ИЗВЛЕЧЁННЫЙ ТЕКСТ:

##########

В своих заметках под названием «Московский дневник» Ромен Роллан сожалеет о том, что писатель оказался под полным контролем своего секретаря Крючкова, связного, поставлявшего информацию правительству и партии. Этот Крючков, как отмечает Роллан: «сделался единственным посредником всех связей Горького с внешним миром: письма, визиты (вернее, просьбы посетить Горького) перехватываются им, одному ему дано судить о том, кому можно, а кому нельзя видеть Горького». И наконец, такое признание: Горький очень одинок, он, которого никогда не застать в одиночестве!
Так даже человек левых взглядов, полный восхищения перед Горьким и нежности к нему, был поражен его духовной изоляцией посреди этих мельтешащих посетителей. Он догадывался о смятении писателя, доведенного до полной беспомощности тем, что всецело подчинился идеологии. В этом национальном герое он видел прежде всего узника. У опекаемого со всех сторон окружением «старого медведя», по словам Роллана, «в губе кольцо».
Расставались Горький с Роменом Ролланом в конце июля 1935-го на вокзальной платформе в Москве как два близких друга, понимающие друг друга без слов. Ромен Роллан увозил в сердце воспоминание о потерявшемся человеке, одиноком, грустном, придавленном собственной славой. В некоторые вечера, вспоминая о своем прошлом, Горький должен был признать, что прошел весьма странный путь, начав с анархической свободы и отказа от почестей и придя к полному повиновению и к признанию властями. Не сбился ли он с дороги? Не потратил ли он свою жизнь зря, так хорошо преуспев в ней?
Действительно, с того самого момента, как он примирился с большевиками, власть манипулировала им. Иногда он отдавал себе в этом отчет, но тотчас в ужасе отбрасывал эту мысль. Его международным престижем пользовались, чтобы выклянчить у заграницы помощь голодающим в 1920 году, чтобы попытаться притянуть на сторону революции интеллигенцию в 1928-м, чтобы завербовать писателей в «инженеры человеческих душ» начиная с 1932-го. Все эти годы зрелости и старости были отняты у чистого искусства, чтобы быть отданными политической полезности. В своей безграничной наивности он стал пешкой на шахматной доске государства. Это было, впрочем, неизбежно. Какой другой писатель в СССР имел на Западе его статус, его признание?

##########

[Данные пространственной локализации]

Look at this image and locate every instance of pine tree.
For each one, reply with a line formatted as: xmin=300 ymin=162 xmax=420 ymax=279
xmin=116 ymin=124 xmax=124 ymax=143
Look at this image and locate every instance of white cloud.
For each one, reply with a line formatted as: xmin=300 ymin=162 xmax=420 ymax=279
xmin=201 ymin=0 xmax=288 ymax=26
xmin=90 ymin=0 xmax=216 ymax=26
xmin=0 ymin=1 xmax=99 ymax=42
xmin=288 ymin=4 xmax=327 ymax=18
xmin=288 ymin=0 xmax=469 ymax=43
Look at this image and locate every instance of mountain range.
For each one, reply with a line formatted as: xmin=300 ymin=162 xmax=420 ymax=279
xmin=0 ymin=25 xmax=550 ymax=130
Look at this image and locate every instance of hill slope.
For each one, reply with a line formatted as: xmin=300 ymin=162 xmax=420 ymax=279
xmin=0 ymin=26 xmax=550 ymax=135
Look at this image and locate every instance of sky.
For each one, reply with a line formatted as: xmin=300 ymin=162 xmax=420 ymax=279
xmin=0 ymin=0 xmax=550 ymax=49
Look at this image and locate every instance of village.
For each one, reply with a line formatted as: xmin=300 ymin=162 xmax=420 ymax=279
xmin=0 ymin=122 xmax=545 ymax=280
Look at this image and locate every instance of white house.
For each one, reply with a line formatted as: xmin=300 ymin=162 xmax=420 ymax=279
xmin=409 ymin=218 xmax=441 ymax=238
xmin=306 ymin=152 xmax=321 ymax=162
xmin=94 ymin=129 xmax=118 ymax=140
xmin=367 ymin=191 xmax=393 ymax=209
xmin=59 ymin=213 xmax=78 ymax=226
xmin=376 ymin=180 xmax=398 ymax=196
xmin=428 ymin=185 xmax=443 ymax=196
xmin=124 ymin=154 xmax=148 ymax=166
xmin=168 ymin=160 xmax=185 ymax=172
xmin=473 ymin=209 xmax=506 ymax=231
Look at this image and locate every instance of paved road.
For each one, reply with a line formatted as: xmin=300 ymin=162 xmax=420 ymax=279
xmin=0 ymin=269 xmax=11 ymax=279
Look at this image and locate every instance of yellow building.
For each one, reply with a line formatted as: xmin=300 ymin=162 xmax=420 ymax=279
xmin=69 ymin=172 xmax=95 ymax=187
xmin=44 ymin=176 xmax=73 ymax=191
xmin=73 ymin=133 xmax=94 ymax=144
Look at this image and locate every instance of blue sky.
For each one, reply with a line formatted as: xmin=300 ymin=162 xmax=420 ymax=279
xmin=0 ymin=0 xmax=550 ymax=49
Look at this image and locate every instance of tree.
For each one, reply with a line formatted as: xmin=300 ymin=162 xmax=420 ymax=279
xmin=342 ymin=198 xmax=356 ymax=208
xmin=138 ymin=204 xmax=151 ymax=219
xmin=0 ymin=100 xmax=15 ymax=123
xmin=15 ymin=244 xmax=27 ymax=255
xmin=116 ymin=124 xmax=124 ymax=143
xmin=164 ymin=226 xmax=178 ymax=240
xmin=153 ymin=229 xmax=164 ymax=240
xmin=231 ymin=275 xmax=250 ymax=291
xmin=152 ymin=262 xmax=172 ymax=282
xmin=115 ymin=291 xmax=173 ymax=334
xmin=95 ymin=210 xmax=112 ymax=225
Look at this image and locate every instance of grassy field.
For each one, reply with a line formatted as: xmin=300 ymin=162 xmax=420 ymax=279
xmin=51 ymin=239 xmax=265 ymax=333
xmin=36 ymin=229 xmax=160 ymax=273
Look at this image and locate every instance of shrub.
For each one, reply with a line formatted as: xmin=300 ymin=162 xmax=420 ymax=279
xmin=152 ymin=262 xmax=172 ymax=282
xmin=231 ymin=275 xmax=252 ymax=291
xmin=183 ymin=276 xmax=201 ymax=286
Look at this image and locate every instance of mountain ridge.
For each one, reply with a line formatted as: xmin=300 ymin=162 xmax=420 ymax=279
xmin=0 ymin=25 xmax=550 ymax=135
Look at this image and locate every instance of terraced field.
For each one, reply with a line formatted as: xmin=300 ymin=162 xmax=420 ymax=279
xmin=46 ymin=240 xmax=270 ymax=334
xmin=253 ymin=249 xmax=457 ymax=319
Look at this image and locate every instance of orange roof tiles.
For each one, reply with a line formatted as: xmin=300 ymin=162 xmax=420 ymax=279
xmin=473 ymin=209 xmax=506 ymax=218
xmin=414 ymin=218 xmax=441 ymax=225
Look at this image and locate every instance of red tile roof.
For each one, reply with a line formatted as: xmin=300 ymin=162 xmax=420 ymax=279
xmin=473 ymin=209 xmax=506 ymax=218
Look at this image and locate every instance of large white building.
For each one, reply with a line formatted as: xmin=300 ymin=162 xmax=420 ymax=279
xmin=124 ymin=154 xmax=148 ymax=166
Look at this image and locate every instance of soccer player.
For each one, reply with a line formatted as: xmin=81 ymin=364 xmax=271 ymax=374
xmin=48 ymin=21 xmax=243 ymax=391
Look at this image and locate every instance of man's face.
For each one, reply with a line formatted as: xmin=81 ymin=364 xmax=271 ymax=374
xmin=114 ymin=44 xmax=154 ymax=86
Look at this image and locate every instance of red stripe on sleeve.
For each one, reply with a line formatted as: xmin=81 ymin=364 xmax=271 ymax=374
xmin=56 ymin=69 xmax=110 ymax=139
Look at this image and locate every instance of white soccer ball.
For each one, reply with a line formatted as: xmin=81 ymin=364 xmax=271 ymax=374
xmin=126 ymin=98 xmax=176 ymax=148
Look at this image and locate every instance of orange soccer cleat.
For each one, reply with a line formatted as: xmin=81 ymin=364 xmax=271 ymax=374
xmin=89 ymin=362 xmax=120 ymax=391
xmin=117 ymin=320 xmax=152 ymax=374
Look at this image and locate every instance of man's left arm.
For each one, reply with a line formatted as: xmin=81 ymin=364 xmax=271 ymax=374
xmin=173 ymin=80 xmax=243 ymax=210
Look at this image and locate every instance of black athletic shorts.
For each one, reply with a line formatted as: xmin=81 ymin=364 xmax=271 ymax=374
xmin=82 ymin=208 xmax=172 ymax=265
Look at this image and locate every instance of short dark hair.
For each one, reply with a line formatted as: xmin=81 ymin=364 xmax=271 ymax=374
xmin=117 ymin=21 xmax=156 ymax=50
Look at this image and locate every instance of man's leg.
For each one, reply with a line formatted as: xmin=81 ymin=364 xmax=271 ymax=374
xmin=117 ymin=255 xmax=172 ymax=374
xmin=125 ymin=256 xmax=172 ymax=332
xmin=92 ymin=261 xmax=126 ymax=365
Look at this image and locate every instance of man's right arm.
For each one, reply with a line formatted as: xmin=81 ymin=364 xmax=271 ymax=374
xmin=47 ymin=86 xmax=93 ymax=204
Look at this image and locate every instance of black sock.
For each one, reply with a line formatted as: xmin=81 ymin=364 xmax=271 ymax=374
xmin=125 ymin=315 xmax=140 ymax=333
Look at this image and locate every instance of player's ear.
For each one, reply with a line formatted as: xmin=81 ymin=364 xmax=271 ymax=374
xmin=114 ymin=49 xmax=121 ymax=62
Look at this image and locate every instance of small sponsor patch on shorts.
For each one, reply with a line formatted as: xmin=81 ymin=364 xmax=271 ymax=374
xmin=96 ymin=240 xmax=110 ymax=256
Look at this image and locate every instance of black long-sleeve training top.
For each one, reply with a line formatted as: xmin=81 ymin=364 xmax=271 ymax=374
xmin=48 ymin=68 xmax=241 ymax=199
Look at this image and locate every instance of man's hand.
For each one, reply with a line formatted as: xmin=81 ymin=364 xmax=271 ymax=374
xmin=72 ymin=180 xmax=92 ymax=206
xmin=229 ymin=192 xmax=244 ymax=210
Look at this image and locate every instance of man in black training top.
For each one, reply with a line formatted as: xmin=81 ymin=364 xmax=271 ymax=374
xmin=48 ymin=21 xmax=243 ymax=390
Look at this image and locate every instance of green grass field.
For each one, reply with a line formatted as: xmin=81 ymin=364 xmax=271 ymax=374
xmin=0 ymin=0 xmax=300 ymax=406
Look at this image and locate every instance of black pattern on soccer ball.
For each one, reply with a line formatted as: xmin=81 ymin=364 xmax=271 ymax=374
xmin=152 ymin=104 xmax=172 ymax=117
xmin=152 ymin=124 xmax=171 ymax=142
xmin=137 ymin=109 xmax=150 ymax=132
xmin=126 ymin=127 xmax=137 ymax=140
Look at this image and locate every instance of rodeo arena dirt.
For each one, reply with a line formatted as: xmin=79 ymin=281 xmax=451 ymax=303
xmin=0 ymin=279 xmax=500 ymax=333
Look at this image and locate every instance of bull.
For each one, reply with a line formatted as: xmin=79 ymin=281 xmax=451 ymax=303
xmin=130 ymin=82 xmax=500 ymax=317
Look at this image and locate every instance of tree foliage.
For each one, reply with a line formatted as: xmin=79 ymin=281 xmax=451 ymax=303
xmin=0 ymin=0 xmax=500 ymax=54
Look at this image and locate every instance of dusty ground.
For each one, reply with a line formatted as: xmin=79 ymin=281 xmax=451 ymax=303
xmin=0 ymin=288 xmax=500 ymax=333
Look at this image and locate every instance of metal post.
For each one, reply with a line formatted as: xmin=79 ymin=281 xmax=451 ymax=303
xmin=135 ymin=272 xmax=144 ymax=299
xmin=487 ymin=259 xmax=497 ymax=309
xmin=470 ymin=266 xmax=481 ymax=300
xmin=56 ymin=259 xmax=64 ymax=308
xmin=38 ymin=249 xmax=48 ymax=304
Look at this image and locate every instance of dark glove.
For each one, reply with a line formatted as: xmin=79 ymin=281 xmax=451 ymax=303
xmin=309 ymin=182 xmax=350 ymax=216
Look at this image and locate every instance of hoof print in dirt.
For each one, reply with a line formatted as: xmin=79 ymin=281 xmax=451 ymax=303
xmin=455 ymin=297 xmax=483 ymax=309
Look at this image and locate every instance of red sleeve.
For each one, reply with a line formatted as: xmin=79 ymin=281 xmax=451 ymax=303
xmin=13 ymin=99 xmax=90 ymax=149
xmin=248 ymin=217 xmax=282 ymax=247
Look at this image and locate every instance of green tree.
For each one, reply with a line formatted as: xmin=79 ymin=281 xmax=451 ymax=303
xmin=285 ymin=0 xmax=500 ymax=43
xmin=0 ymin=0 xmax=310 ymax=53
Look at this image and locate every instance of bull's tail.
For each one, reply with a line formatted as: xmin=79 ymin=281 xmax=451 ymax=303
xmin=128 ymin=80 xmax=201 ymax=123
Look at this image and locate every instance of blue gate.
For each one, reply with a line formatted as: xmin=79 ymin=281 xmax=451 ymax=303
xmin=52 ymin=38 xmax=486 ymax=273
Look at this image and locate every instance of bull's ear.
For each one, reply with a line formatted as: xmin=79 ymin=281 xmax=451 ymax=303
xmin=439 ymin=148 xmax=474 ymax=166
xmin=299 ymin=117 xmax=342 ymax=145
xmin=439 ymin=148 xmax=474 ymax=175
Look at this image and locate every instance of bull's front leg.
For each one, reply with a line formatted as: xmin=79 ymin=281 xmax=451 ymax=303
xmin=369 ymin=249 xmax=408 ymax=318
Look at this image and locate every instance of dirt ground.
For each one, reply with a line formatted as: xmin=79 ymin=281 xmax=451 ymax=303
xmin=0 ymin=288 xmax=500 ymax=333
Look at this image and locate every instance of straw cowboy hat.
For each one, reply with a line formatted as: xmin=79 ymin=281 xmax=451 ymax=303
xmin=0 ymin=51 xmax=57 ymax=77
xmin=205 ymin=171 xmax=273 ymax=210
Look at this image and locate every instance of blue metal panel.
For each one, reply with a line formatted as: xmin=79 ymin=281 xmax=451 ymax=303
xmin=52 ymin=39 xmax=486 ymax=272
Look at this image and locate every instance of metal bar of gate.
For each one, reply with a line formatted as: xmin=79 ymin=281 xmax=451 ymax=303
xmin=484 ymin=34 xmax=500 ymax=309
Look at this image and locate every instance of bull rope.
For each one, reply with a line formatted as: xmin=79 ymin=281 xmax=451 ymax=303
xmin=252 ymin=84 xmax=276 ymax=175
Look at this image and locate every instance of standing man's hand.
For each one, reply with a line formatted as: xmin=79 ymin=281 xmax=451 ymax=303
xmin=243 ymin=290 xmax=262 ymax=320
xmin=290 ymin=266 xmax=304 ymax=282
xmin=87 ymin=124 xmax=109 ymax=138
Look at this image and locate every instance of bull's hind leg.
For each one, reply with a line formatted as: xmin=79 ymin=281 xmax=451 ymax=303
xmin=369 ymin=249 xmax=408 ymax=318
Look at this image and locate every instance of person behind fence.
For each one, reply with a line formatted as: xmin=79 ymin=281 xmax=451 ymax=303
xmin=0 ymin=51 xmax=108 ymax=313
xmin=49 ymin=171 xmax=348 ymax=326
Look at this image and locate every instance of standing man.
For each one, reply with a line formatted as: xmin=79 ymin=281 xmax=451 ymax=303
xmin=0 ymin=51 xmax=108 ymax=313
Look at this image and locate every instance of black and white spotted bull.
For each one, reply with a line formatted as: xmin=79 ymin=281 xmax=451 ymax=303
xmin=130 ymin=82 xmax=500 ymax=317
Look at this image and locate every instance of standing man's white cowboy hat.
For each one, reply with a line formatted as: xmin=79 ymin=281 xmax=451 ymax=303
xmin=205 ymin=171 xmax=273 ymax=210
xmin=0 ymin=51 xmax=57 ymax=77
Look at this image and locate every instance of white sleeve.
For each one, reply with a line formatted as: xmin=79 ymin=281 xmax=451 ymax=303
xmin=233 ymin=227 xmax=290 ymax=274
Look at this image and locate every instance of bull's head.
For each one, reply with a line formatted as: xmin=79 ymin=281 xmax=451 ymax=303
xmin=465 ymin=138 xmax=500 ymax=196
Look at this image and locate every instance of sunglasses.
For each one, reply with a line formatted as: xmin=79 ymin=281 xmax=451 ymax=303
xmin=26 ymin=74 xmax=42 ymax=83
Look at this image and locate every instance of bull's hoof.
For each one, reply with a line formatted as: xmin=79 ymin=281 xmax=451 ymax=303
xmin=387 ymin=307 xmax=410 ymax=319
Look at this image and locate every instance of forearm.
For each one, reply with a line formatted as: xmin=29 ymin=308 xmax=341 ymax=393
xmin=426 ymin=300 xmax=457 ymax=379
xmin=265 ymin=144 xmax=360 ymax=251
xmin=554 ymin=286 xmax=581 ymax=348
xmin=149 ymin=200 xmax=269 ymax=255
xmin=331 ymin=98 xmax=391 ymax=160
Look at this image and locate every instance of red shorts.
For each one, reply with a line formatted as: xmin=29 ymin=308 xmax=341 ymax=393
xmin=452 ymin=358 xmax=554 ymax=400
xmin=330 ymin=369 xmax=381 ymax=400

##########

ЗАДАНИЯ:
A. Выпишите из текста о Горьком и Ромене Роллане отрывок от слов «В своих заметках» до слов «застать в одиночестве!» включительно.
B. Продолжите текст о Горьком и Ромене Роллане, начав сразу после его последнего предложения.

ОТВЕТЫ К ЗАДАНИЯМ:
A.
В своих заметках под названием «Московский дневник» Ромен Роллан сожалеет о том, что писатель оказался под полным контролем своего секретаря Крючкова, связного, поставлявшего информацию правительству и партии. Этот Крючков, как отмечает Роллан: «сделался единственным посредником всех связей Горького с внешним миром: письма, визиты (вернее, просьбы посетить Горького) перехватываются им, одному ему дано судить о том, кому можно, а кому нельзя видеть Горького». И наконец, такое признание: Горький очень одинок, он, которого никогда не застать в одиночестве!

B.
Большая часть крупных имен в русской литературе избрала изгнание. Для советских властей Горький был единственным, кто мог с пользой играть как внутри страны, так и за рубежом роль образца революционных добродетелей.
11 августа 1935 года он приехал в город, который теперь носил его имя, Горький, и, в сопровождении своей снохи и двух своих внучек сел на новенький пароход, чтобы отправиться вниз по Волге. Пароход этот, словно по совпадению, тоже назывался «Максим Горький». Путешествие было тяжелым. Стояла невыносимая жара. Вибрация машин действовала Горькому на нервы. Он плохо спал и с трудом дышал. Однако на каждой пристани он встречался с членами местных Советов, делегатами от рабочих и расхваливал перед ними, не зная усталости, культурные и промышленные успехи, свидетелем которых стал.
Долгий отдых в Крыму не смог поправить его здоровье. Он и там принимал многочисленных посетителей, среди которых был Андре Мальро. Изнуренный болезнью, он все же с жаром говорил с ними о таланте Арагона и Шолохова. Но он был настолько слаб, что не мог поехать в Париж на съезд, где должен был защищать культуру. Дом, который был предоставлен ему в Крыму, был окружен обширным запущенным садом. Между двумя периодами литературных занятий он работал в саду, копая землю, подметая дорожки, сажая цветы. Когда он предавался физическому труду, неподалеку всегда стояла установка с кислородной подушкой. При малейшем неприятном ощущении он торопливо шел наверх. Как он писал Ромену Роллану 22 марта 1936 года: «Я боюсь только одного: остановится сердце раньше, чем я успею кончить роман».